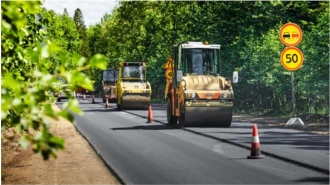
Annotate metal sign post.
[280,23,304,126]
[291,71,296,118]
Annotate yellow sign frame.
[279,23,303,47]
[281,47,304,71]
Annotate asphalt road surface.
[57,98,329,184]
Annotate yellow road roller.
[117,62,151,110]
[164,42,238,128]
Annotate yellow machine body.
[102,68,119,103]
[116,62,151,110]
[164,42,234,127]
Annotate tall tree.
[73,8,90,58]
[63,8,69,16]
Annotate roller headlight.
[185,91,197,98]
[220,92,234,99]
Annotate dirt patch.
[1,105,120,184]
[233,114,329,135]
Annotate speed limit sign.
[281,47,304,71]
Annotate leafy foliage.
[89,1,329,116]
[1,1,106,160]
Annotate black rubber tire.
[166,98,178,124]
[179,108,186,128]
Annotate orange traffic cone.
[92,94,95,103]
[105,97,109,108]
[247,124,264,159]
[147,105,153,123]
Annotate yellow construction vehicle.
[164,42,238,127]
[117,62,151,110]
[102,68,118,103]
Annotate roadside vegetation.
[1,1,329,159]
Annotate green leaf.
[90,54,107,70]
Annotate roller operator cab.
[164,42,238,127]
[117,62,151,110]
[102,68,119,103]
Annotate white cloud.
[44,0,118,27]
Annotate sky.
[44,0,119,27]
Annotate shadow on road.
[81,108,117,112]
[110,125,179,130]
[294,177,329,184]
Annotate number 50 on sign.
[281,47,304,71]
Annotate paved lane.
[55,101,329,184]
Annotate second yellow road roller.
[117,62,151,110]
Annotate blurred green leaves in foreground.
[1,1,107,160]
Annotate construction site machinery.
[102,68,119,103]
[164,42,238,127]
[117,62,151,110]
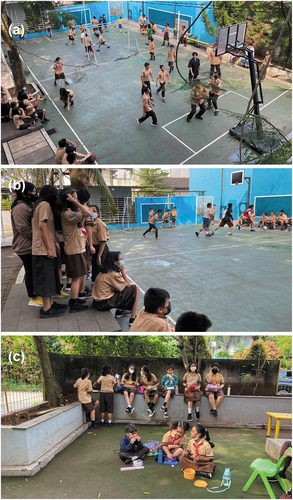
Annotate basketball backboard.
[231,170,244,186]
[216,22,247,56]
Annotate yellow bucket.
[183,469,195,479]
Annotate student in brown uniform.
• • •
§ **PROBLEM STATEMENT**: Write out every one of the lines above as a numbered list, skipping any blank lines. Leave the pictures out of your answer.

§ **SOLUTION TO THE PROBLEM**:
1. Annotate metal sign post.
2. [280,23,304,126]
3. [291,71,296,118]
4. Annotate yellow sign frame.
5. [279,23,303,47]
6. [281,47,304,71]
7. Annotate asphalt road surface.
8. [57,98,329,184]
9. Annotate yellow road roller.
10. [117,62,151,110]
11. [164,42,238,128]
12. Annotate yellow machine body.
13. [102,68,119,103]
14. [116,62,151,110]
15. [164,42,234,127]
16. Annotate tall tree.
17. [73,8,90,58]
18. [63,8,69,16]
19. Annotate roller headlight.
20. [185,91,197,98]
21. [220,92,234,99]
22. Annotate dirt patch.
23. [1,105,120,184]
24. [233,114,329,135]
25. Annotate speed limit sign.
26. [281,47,304,71]
27. Annotate leafy foliage.
28. [89,1,329,116]
29. [1,1,106,160]
30. Annotate black rubber tire.
31. [166,98,178,124]
32. [179,108,186,128]
33. Annotate orange traffic cone.
34. [92,94,95,103]
35. [105,97,109,108]
36. [247,124,264,159]
37. [147,105,153,123]
38. Annotate yellow construction vehicle.
39. [164,42,238,127]
40. [117,62,151,110]
41. [102,68,118,103]
42. Annotate roadside vegetation.
43. [1,1,329,159]
44. Annotate green leaf.
45. [90,54,107,70]
46. Annotate roller operator cab.
47. [164,42,238,127]
48. [117,62,151,110]
49. [102,68,119,103]
50. Annotate white cloud.
51. [44,0,118,27]
52. Annotate sky.
53. [44,0,119,27]
54. Annotate shadow on road.
55. [81,108,117,112]
56. [110,125,179,130]
57. [294,177,329,184]
58. Annotate number 50 on sign.
59. [281,47,304,71]
60. Annotate paved lane.
61. [55,101,329,184]
62. Annotate second yellow road roller.
63. [117,62,151,110]
64. Annotate blurred green leaves in foreground.
65. [1,1,107,160]
66. Annotate construction site machinery.
67. [102,68,119,103]
68. [164,42,238,127]
69. [117,62,151,110]
70. Annotate basketball backboard.
71. [231,170,244,186]
72. [216,22,247,56]
73. Annotate yellow bucket.
74. [183,469,195,479]
75. Annotate student in brown uniform.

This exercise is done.